- Суть задания: Можете ли вы напечатать без изменений отрывок текста о школьном театре от «Но придворный театр» до «светского и сакрального.» включительно?

- Страница:

Но придворный театр не мог служить образцом для украинской культуры, так как не существовало условий для его развития. Украина не имела своей государственности и, следовательно, не нуждалась в этом виде театра. Магнатские театры также не попали в сферу интересов украинской культуры – они настораживали своей светскостью. Оставался театр школьный, в котором сплавлялись функции дидактические и эстетические и который всегда находился в зоне пограничья светского и сакрального.
Поэтому и украинский театр школы постоянно балансировал между сакральным и светским, незаметно стирая границы между ними, но никогда окончательно не сливая светское и сакральное. На эту особенность его положения указывалось непосредственно в текстах драм: «Послухай не тескливе тоей бозкой справи, / В побожнихъ справахъ своихъ церковной забаві» [Драма українська, 1926, 173]. Церковная забава – очень точное наименование школьной пьесы, соединявшей в себе светское и сакральное начала. Это определение не раз варьировалось: «За то, жесте слухали бозкой в церкве хвали» [Там же, 181], «Актъ тот презацный, Хрістосъ Пасхонъ названый, / Въ Церкви нам вернымъ, зъ уживання поданый» [Там же, 74].
На первых порах в Киеве не интересовались эстетической стороной театра. В нем прежде всего стремились обрести новую систему выражения сакральных ценностей: «Школа – церковний угол, так ся називаєт, кгди ж церковних набоженств дітей научает» (цит. по: [Українська література XVII ст., 1987, 358]). Но все же постепенно школьная драма начала именоваться «художным делом». Как гласит эпилог «Трагедокомедии» Сильвестра Ляскоронского: «Се уже художное совершися дело» [Драма українська, 1926, 312]. Заканчивается он знаменательными словами: «Действія художная склоняемъ подъ нозе» [Там же].

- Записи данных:

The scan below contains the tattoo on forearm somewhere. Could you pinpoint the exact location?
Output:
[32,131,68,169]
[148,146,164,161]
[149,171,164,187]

- Ответ ниже:
Но придворный театр не мог служить образцом для украинской культуры, так как не существовало условий для его развития. Украина не имела своей государственности и, следовательно, не нуждалась в этом виде театра. Магнатские театры также не попали в сферу интересов украинской культуры – они настораживали своей светскостью. Оставался театр школьный, в котором сплавлялись функции дидактические и эстетические и который всегда находился в зоне пограничья светского и сакрального.